** START SOURCE EXTRACT **

Patterns
Showback/chargeback, rightsizing loops, commitment strategy, Spot/preemptible, anomaly detection, unit economics
Patterns
Patterns that move FinOps from "look at the bill" to "spend with intent."
Showback and Chargeback
| Model | Definition | Effect |
|---|---|---|
| Showback | Each team sees their cost; no internal billing | Awareness; weak incentive |
| Chargeback | Each team's cost deducts from their budget | Strong incentive; can create friction |
| Hybrid | Showback by default; chargeback above a threshold | Most common in mid-size orgs |
Start with showback. The first time a team sees "your service costs $40k/month" they'll find optimizations on their own. Chargeback creates real incentive but also creates gaming ("we'll just use the central platform team's resources") — only introduce when the org is mature enough.
Rightsizing Loops
Rightsizing isn't a one-time event; it's a loop:
┌─> Measure utilization (CPU, mem, IOPS, network)
│ │
│ v
│ Identify oversized resources (utilization < 40%)
│ │
│ v
│ Propose change (downsize / consolidate)
│ │
│ v
│ Apply (off-peak, with rollback ready)
│ │
│ v
└── Verify (no perf regression, no on-call wakeups)For VMs: AWS Compute Optimizer, Azure Advisor, GCP Recommender. For K8s: Goldilocks (VPA recommendations) or Kubecost rightsizing.
Cadence: top 10 most expensive workloads, every quarter. Trying to rightsize everything burns engineer time on micro-savings.
Commitment Strategy
Cloud providers give big discounts for commitment:
| AWS Construct | Discount | Commitment | Best for |
|---|---|---|---|
| Compute Savings Plan | up to 66% | 1-3 years, any instance family/region | Steady compute baseline |
| EC2 Instance Savings Plan | up to 72% | 1-3 years, specific family | Predictable workloads |
| Reserved Instances (RI) | up to 75% | 1-3 years, specific config | Legacy; SP usually better |
| Spot Instances | up to 90% | Can be reclaimed in 2 min | Fault-tolerant workloads |
A practical strategy:
- Baseline coverage: Compute Savings Plan for ~70% of steady-state usage (1-year, no upfront).
- Burst on-demand: Above baseline runs at full price; that's fine, it's bursty.
- Spot for batch & stateless: Karpenter on AWS, Spot.io across clouds.
- Re-evaluate quarterly as baseline shifts.

** END SOURCE EXTRACT **
** START MATERIAL FOR THIS EXERCISE **

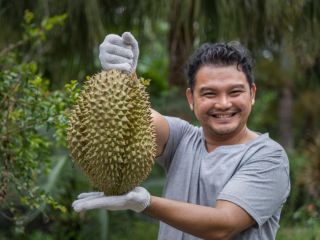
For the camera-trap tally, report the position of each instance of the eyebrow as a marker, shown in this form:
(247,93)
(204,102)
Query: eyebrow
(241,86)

** END MATERIAL FOR THIS EXERCISE **
** START MATERIAL FOR THIS EXERCISE **

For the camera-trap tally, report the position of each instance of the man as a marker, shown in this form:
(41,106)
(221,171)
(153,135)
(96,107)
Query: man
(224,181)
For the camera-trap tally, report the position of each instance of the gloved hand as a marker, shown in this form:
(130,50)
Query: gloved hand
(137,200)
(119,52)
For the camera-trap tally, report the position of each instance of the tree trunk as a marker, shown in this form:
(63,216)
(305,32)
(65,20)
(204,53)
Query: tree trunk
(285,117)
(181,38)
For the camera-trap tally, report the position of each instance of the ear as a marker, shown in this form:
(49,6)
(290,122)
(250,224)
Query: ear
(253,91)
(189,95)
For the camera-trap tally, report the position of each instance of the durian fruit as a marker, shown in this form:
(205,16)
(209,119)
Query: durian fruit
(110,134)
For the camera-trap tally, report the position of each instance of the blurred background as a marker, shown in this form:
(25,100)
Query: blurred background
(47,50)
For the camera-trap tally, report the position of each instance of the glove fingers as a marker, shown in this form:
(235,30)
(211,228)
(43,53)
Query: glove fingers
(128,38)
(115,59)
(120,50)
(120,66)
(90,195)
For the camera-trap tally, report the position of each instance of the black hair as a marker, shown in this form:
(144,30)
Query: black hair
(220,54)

** END MATERIAL FOR THIS EXERCISE **

WORK TO DO
**A.** Show each line in the records that contains the word "eyebrow".
**B.** Carry on the FinOps patterns text from the point where it stops.
The FinOps text and the records are unrelated material.

ANSWERS BELOW
**A.**
For the camera-trap tally, report the position of each instance of the eyebrow as a marker, shown in this form:
Query: eyebrow

**B.**
Don't over-commit. A 3-year RI for a service that gets deprecated in 18 months is worse than on-demand.
Spot / Preemptible Usage
Spot instances can be reclaimed at 2 minutes' notice but cost 60-90% less. Good targets:
- Batch jobs (data pipelines, ML training, CI runners)
- Stateless web tiers with replicas
- Dev/staging environments
- Anything that can checkpoint or retry
Bad targets:
- Stateful single-instance DBs
- Long-lived workloads that can't tolerate interruption
- Anything where 2-min eviction breaks SLO
Tooling that makes Spot safe:
- AWS Karpenter auto-replaces interrupted nodes within seconds
- Spot.io orchestrates Spot + on-demand across clouds
- Cluster Autoscaler with mixed instance policy falls back to on-demand on capacity loss
Anomaly Detection
You want to know when spend suddenly changes — not at month-end review.
- AWS Cost Anomaly Detection (free) — ML-based; alerts via SNS
- Vantage / CloudZero anomaly alerts — daily reports
- Custom: Athena query on CUR; alert if any service's daily cost > 2× previous 7-day avg
WITH daily AS (
SELECT
date(line_item_usage_start_date) AS d,
line_item_product_code AS svc,
SUM(line_item_unblended_cost) AS cost
FROM main_cur
WHERE year = '2026'
GROUP BY 1, 2
),
baseline AS (
SELECT
svc,
AVG(cost) AS avg_cost
FROM daily
WHERE d BETWEEN date_add('day', -8, current_date) AND date_add('day', -1, current_date)
GROUP BY svc
)
SELECT d.svc, d.cost, b.avg_cost, d.cost / NULLIF(b.avg_cost, 0) AS ratio
FROM daily d JOIN baseline b USING (svc)
WHERE d.d = current_date - INTERVAL '1' DAY
AND d.cost > 100
AND d.cost > 2 * b.avg_cost
ORDER BY ratio DESC;Common anomaly causes: a test left running, a recursive Lambda, a CloudWatch metric stream sending to S3 in a loop, a new feature ingesting more data than expected.
Unit Economics
The most strategic FinOps practice. Pick metrics that connect cost to business value:
| Business metric | Cost ratio |
|---|---|
| Request | $ per million requests |
| Customer | $ per active user per month |
| Transaction | $ per checkout / per order |
| Build | $ per CI build |
| Tenant (B2B SaaS) | $ per customer per month, by plan tier |
Build a dashboard with cost ÷ business metric over time:
$ per active user per month
0.40 ┤ ╭─── alert!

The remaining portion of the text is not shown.